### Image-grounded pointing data
▶
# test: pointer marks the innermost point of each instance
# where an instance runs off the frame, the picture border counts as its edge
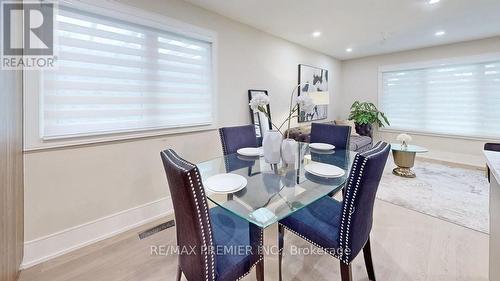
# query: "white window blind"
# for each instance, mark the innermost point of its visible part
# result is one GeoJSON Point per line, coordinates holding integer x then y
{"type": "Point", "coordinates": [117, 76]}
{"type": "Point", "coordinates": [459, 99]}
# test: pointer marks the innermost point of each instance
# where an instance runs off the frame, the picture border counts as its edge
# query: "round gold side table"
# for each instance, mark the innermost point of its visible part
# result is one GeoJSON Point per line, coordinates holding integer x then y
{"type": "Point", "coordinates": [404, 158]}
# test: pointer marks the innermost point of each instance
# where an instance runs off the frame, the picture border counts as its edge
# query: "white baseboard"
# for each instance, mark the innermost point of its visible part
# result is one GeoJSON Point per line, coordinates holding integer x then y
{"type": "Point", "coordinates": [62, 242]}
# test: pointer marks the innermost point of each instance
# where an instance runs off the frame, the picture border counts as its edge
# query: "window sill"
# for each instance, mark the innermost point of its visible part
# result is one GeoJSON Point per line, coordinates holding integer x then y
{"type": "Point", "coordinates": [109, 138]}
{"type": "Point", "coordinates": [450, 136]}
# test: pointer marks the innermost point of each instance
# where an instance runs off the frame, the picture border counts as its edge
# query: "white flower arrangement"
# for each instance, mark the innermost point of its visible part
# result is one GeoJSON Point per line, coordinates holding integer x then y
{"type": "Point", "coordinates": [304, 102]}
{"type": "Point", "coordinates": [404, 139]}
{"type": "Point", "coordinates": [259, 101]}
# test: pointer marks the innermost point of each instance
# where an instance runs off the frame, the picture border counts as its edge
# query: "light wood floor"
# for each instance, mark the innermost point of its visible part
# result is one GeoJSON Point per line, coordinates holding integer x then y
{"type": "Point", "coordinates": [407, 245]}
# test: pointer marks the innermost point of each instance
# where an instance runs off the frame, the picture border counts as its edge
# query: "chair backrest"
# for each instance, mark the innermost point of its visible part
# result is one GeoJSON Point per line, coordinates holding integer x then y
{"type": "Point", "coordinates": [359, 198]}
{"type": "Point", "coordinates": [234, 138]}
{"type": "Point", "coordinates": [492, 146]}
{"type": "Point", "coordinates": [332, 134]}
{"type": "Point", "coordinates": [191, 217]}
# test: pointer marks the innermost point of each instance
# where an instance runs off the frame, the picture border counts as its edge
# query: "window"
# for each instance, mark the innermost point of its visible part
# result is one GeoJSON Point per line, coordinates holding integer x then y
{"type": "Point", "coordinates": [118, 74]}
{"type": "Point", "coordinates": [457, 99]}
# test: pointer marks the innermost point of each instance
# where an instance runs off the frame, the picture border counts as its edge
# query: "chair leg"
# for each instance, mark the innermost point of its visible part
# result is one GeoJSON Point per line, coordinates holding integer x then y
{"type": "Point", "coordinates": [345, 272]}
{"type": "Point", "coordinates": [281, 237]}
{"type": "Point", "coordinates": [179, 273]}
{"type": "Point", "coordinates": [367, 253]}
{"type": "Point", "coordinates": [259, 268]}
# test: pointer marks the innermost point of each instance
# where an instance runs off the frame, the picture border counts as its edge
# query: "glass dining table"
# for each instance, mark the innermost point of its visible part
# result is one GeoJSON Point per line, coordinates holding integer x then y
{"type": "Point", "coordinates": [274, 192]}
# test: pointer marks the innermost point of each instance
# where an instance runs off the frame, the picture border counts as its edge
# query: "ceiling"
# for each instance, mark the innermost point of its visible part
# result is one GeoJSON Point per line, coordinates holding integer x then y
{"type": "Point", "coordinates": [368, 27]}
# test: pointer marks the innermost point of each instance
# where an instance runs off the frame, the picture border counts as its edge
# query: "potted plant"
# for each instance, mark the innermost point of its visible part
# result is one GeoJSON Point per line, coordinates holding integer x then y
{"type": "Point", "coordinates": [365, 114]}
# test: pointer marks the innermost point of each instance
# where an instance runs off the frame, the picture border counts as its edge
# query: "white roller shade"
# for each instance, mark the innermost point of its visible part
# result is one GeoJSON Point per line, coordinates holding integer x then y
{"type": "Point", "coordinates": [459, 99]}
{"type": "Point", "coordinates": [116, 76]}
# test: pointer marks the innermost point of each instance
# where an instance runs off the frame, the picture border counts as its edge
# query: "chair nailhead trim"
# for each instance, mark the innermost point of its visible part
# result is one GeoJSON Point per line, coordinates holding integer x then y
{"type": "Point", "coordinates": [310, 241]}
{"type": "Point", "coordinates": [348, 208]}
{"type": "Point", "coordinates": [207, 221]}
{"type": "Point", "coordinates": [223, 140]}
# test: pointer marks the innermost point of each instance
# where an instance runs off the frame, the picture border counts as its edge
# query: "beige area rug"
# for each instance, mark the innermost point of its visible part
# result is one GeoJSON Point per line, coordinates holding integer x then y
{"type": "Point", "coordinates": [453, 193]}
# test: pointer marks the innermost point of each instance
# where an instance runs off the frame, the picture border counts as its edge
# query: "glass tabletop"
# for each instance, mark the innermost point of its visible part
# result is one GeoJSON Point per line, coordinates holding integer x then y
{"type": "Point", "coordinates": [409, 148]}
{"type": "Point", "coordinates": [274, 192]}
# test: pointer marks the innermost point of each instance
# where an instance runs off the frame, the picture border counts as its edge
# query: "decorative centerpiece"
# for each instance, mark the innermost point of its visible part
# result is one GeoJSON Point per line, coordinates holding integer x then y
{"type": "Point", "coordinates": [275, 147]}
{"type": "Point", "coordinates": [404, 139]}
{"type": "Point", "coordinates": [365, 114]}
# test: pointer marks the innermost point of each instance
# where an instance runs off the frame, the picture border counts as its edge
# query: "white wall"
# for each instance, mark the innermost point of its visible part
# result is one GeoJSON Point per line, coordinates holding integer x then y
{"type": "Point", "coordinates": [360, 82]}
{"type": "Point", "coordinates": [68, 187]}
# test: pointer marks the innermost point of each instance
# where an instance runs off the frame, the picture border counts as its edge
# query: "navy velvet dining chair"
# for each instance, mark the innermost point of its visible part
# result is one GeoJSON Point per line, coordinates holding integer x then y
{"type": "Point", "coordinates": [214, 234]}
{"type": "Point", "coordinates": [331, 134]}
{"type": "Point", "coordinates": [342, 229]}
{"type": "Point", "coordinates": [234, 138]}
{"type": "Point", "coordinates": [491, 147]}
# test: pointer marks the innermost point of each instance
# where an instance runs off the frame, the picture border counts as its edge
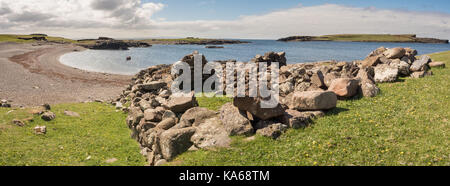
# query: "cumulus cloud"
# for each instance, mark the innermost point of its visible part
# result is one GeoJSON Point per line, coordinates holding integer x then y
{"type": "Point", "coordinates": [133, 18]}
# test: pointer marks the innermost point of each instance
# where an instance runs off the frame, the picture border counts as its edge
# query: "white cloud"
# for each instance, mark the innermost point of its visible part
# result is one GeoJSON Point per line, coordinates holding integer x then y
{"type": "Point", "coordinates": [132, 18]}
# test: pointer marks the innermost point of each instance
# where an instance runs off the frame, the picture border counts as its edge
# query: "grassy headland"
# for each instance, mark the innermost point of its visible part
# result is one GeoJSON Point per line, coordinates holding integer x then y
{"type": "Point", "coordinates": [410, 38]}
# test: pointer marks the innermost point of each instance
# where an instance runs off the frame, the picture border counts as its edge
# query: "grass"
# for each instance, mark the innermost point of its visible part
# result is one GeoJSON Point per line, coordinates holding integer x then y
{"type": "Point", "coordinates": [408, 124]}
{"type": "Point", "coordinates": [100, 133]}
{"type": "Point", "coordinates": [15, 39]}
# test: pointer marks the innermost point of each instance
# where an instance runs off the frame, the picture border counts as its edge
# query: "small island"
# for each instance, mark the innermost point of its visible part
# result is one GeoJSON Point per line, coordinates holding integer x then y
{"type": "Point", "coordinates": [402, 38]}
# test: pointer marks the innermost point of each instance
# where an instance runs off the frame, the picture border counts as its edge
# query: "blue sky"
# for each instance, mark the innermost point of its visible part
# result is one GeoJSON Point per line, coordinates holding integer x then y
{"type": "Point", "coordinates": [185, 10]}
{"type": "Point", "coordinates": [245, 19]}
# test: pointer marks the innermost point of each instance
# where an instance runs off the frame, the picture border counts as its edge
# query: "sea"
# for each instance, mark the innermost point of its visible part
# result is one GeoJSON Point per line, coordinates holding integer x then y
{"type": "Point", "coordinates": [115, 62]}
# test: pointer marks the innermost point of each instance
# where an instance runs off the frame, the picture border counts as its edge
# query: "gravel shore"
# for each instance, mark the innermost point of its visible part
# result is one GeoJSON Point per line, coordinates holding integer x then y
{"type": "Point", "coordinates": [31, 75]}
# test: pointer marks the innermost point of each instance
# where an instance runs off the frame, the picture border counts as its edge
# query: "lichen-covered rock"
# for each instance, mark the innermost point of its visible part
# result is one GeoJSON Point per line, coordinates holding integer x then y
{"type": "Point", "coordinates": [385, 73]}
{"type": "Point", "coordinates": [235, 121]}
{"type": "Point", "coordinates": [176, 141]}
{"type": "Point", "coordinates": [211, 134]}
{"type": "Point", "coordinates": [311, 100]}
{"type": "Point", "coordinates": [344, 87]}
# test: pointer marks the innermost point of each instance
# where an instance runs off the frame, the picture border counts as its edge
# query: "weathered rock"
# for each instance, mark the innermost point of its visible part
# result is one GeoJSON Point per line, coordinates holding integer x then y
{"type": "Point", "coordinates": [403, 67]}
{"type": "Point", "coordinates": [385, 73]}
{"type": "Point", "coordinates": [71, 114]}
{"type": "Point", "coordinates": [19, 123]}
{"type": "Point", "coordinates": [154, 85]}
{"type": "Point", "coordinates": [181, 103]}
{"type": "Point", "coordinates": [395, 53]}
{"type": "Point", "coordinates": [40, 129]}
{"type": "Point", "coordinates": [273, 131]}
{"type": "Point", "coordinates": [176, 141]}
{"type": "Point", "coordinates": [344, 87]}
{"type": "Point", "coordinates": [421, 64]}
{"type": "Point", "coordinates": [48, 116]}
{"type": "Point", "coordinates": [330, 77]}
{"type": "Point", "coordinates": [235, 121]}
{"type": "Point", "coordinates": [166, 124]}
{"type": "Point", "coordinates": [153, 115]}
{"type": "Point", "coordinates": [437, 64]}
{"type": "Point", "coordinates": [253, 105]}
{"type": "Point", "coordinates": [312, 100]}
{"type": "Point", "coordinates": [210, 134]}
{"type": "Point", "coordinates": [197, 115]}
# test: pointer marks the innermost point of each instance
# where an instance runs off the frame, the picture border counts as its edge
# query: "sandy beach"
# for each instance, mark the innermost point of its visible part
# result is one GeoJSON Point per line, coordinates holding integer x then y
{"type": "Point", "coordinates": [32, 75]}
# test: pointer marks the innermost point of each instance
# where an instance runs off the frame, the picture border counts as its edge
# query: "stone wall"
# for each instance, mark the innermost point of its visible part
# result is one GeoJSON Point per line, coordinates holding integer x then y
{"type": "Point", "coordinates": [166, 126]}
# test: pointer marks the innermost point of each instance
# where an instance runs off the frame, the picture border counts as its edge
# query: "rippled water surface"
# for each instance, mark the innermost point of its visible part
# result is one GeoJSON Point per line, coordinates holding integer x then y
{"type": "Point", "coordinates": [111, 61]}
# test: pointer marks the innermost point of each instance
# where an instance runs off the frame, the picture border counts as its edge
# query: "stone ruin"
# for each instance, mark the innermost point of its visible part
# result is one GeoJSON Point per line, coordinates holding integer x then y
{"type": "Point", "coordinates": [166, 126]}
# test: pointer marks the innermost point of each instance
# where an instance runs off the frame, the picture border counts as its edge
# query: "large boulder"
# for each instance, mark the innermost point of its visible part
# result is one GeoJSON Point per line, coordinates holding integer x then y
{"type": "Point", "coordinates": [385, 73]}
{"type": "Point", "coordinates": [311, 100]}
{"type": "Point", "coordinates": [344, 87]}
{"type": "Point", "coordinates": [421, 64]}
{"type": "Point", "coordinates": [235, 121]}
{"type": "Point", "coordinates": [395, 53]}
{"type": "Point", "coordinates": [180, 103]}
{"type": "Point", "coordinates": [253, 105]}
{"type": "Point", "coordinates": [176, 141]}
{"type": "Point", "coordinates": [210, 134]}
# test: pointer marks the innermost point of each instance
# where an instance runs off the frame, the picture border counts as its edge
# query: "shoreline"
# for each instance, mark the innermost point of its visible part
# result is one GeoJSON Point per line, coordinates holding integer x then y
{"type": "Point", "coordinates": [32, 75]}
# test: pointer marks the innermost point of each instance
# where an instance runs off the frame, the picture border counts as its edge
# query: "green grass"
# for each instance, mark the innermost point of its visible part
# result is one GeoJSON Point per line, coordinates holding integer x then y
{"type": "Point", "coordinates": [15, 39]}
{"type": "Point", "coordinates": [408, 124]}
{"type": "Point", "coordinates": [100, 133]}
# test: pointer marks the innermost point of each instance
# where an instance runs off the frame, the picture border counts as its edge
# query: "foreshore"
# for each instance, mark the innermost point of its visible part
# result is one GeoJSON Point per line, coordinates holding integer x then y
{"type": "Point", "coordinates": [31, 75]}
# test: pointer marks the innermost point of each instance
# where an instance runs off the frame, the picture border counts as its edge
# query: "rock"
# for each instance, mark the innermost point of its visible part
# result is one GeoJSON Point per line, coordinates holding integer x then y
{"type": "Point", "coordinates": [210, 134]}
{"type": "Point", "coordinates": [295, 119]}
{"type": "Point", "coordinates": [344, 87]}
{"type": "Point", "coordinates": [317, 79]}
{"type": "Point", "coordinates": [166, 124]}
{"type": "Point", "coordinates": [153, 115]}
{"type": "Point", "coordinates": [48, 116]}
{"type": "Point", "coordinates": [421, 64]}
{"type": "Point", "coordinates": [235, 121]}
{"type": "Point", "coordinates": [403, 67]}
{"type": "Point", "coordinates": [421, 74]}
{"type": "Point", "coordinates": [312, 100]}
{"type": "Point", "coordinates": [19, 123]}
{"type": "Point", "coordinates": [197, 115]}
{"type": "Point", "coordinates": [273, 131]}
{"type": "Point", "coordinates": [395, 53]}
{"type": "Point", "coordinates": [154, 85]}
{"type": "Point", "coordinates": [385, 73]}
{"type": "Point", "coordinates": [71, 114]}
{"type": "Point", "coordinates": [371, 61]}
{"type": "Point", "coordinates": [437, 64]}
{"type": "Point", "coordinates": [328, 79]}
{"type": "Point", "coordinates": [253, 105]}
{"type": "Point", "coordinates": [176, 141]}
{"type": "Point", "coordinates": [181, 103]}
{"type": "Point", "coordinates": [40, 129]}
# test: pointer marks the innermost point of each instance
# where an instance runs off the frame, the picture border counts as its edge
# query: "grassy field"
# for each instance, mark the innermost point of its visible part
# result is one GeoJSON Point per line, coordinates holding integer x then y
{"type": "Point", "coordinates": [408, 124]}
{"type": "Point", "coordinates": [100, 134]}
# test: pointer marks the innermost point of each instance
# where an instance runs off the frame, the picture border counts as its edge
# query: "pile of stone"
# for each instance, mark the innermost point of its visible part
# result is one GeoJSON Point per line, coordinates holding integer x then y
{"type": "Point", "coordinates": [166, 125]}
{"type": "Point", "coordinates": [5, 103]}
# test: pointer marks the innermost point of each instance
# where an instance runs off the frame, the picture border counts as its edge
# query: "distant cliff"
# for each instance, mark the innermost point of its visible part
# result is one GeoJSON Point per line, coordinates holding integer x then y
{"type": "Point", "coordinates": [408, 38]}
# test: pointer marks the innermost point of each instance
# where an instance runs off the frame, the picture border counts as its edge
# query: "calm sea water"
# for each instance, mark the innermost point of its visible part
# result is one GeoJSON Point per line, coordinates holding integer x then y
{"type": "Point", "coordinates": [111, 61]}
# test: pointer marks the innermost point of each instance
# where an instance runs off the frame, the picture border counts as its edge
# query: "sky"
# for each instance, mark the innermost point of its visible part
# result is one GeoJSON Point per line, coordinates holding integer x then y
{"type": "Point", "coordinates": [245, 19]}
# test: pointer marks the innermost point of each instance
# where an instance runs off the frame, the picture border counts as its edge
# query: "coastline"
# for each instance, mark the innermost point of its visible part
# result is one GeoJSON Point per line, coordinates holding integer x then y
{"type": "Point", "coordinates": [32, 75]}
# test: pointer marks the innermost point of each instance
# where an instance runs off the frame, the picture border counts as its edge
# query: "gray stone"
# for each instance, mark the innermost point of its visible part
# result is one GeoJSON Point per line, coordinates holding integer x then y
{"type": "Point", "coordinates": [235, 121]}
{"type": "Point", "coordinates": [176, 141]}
◀
### Problem to solve
Could you return all lines from the records that include the word "dining"?

### Response to the exercise
# query: "glass dining table"
# query: "navy velvet dining chair"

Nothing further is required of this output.